### Directive:
Pick out each line in the entries below that contains the word "wood" and copy those lines. Only matches with the same capitalization count.

### Provided data:
^^^^^^^^
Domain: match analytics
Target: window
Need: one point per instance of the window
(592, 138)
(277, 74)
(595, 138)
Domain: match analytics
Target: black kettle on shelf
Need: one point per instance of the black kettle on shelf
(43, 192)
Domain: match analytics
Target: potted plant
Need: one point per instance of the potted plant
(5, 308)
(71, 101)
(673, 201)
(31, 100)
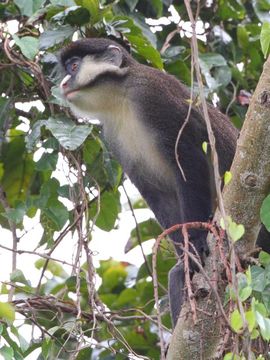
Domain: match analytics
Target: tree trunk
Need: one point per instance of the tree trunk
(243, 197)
^^^^^^^^
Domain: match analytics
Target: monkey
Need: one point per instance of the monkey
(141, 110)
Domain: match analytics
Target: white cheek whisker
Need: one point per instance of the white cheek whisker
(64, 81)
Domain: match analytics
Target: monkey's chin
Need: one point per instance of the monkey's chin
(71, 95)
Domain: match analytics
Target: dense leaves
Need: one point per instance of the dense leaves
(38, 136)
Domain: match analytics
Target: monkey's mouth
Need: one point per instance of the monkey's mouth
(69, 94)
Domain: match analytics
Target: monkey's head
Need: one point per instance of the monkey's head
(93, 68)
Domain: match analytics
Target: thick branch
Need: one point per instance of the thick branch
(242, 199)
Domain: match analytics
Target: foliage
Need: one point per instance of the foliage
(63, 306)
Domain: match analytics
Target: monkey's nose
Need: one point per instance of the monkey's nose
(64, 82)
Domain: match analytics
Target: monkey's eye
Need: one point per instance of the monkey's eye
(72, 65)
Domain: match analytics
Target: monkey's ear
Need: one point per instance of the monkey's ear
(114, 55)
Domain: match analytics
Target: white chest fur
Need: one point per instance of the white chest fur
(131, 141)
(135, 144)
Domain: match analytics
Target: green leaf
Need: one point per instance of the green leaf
^^^^^^^^
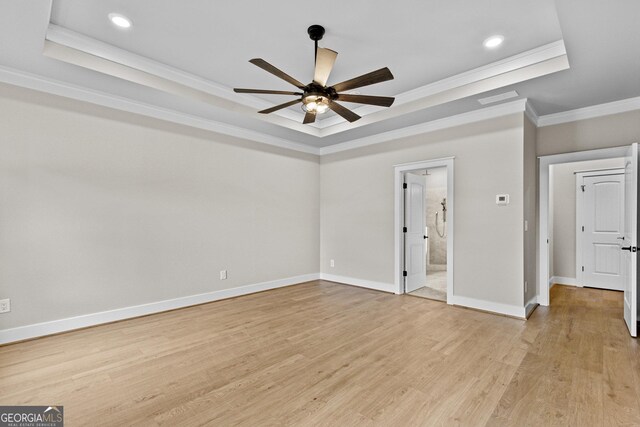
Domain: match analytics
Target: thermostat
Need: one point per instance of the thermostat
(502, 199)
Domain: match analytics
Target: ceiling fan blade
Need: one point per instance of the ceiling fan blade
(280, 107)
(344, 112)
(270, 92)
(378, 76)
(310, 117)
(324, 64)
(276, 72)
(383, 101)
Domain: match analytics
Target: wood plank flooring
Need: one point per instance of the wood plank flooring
^^^^^^^^
### The output:
Target: wood plank flooring
Need: one point per instance of the wood plank flooring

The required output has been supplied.